■ Exercise details ■
Would you return, word for word, the lines of the data below from the line with "Target: cycling jersey" through the line with "mark the tree trunk | one pin per instance.", and no others?

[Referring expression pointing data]
-.-.-

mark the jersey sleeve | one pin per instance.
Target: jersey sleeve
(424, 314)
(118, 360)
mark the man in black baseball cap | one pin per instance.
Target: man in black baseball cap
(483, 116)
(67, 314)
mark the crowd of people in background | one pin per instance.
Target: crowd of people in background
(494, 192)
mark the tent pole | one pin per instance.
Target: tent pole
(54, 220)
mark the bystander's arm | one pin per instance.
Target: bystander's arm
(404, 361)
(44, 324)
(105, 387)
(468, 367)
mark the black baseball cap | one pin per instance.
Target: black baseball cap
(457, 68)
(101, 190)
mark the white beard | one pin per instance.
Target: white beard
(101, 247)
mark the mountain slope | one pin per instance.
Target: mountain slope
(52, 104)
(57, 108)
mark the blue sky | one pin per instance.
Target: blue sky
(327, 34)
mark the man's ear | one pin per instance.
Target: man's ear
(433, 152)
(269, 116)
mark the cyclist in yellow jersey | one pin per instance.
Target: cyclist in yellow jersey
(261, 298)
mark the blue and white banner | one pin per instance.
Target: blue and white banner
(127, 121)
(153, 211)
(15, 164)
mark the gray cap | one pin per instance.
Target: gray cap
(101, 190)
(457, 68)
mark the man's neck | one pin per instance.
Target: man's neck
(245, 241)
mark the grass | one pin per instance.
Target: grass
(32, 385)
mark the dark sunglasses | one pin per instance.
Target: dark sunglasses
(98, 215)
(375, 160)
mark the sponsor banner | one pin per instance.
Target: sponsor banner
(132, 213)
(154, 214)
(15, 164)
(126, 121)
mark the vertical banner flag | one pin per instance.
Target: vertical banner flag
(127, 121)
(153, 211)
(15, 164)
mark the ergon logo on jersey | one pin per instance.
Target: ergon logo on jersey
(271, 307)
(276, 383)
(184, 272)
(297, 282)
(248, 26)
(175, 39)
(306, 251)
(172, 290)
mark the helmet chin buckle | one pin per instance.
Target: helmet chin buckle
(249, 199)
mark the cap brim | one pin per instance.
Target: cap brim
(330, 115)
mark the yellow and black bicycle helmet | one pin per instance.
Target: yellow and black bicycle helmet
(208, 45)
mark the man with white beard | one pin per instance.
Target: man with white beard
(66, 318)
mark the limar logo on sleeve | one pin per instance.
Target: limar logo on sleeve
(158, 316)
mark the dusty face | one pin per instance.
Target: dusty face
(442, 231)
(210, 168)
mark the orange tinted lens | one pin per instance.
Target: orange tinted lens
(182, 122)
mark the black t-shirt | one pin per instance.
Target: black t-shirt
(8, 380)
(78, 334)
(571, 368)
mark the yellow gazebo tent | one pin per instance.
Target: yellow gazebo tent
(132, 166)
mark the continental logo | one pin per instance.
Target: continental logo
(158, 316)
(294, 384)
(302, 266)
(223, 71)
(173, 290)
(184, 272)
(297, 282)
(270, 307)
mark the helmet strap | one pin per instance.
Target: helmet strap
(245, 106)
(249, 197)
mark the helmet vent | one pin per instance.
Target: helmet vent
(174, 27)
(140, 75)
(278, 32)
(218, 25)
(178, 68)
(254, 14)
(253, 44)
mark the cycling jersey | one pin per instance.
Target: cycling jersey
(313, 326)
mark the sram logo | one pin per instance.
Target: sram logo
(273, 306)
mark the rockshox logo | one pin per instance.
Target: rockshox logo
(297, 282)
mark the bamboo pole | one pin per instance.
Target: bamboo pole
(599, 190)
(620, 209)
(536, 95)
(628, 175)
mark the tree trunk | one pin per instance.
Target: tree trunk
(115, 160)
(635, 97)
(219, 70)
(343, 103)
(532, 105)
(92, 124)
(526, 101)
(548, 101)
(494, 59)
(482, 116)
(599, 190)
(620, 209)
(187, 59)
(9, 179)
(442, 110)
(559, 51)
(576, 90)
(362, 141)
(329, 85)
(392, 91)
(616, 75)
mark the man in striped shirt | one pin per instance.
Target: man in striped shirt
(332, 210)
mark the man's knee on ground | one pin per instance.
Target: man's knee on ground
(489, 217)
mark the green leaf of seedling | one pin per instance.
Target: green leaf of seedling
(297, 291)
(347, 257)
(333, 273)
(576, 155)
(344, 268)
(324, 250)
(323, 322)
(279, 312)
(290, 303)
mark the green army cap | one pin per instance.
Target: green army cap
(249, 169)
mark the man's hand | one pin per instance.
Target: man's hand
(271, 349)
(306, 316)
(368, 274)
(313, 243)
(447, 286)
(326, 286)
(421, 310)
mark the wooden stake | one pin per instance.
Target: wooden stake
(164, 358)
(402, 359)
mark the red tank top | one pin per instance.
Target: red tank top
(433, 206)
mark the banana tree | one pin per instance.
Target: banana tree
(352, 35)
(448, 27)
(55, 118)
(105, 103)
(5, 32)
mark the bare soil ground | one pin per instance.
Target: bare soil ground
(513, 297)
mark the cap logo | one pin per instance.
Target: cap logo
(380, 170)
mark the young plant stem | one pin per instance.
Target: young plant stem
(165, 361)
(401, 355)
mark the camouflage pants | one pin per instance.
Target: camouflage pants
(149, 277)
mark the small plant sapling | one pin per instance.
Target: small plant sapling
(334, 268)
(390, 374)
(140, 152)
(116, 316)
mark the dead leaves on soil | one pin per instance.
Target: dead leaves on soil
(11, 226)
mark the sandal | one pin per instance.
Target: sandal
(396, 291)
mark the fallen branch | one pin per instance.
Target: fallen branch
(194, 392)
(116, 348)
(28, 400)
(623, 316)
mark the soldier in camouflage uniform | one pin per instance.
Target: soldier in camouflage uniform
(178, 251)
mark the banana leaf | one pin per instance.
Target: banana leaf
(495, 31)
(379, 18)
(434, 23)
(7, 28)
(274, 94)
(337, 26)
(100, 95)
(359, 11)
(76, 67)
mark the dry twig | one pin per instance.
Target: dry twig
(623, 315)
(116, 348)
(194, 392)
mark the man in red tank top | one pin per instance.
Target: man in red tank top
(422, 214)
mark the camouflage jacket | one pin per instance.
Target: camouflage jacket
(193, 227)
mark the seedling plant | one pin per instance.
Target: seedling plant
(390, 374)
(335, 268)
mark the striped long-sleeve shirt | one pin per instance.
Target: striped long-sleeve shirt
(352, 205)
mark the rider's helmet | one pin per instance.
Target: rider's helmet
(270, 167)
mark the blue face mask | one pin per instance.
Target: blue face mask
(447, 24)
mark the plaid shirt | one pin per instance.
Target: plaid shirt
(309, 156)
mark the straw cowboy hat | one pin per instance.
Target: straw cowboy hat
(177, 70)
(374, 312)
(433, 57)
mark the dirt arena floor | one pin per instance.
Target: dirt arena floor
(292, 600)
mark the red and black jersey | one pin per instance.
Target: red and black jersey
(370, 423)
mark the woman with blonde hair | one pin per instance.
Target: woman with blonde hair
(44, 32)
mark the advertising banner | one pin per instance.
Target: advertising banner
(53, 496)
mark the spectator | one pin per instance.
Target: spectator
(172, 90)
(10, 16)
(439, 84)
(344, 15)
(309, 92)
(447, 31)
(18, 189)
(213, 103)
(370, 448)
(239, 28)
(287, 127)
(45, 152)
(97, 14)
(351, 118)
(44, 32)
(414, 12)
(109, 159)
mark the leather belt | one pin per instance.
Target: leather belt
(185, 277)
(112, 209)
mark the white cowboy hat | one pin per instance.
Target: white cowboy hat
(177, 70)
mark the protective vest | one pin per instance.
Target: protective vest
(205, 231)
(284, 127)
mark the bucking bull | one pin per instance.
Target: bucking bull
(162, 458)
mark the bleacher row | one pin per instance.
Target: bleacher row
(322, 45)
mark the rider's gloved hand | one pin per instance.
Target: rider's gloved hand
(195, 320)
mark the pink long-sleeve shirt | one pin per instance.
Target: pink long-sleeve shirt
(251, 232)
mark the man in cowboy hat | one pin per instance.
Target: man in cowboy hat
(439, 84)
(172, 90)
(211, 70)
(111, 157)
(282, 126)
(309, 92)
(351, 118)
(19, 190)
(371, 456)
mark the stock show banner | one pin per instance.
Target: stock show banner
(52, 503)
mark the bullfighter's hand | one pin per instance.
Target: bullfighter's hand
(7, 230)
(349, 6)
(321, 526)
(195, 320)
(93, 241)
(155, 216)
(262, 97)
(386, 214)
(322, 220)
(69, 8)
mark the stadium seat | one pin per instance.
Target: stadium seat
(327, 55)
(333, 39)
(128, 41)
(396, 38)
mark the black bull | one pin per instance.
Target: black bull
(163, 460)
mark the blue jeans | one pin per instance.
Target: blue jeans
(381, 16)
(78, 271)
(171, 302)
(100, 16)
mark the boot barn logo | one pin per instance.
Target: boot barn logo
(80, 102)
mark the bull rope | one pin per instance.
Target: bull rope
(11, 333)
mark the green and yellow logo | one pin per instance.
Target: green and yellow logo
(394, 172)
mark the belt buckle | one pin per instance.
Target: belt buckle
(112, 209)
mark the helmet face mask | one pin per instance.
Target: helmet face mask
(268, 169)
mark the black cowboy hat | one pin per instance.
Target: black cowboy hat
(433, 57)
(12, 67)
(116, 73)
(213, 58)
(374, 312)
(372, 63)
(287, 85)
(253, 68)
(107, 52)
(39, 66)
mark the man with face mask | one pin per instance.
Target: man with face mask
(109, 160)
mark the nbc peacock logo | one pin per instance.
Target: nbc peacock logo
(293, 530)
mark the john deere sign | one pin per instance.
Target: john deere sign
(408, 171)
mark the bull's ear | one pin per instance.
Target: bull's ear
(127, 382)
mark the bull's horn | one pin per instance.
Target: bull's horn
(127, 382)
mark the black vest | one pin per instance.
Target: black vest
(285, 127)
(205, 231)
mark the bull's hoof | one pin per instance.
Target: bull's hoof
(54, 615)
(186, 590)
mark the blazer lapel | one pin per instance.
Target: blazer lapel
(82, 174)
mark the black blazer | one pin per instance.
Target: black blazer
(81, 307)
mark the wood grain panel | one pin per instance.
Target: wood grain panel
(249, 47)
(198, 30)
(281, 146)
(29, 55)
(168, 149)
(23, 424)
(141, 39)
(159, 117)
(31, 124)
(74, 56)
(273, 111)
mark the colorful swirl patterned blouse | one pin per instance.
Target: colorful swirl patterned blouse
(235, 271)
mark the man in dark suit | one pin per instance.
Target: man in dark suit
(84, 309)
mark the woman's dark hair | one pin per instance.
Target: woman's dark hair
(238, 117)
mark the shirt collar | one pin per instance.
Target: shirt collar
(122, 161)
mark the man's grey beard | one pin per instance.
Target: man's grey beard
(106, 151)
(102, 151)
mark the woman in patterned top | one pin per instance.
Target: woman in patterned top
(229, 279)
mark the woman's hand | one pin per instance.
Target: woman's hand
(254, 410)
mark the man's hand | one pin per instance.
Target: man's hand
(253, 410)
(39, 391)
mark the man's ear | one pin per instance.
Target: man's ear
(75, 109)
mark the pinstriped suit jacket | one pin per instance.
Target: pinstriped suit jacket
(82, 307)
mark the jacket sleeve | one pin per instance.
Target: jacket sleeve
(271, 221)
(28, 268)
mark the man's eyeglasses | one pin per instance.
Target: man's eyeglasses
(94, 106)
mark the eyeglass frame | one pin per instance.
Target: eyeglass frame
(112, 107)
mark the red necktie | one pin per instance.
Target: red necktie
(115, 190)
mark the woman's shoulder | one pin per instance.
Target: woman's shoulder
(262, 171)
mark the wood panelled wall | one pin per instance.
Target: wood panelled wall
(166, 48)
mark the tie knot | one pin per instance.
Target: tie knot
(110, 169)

-.-.-

■ Output for this exercise ■
Target: cycling jersey
(313, 326)
mark the sram logo | one pin per instance.
Target: sram logo
(273, 306)
mark the rockshox logo | one pin per instance.
Target: rockshox logo
(297, 282)
mark the bamboo pole | one pin per instance.
Target: bamboo pole
(599, 190)
(620, 209)
(536, 95)
(628, 175)
mark the tree trunk | one pin per instance.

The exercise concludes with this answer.